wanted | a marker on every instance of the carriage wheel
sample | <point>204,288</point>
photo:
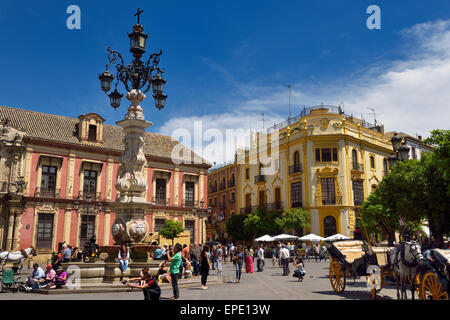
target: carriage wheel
<point>418,286</point>
<point>337,277</point>
<point>432,289</point>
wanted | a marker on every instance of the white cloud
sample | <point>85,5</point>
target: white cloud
<point>410,95</point>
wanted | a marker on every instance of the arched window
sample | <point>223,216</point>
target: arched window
<point>385,166</point>
<point>329,226</point>
<point>372,162</point>
<point>296,159</point>
<point>354,160</point>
★ ★ ★
Exercise brief:
Copy out word for word the lines starting with the one that contains "wanted | a marker on every instance of the white" and going on through the last line of the items.

Correct result:
wanted | a marker on every instance of the white cloud
sample | <point>85,5</point>
target: white cloud
<point>410,95</point>
wanted | a marker on every instance of the arched window
sample | <point>223,216</point>
target: arched window
<point>385,166</point>
<point>329,226</point>
<point>372,162</point>
<point>296,159</point>
<point>354,160</point>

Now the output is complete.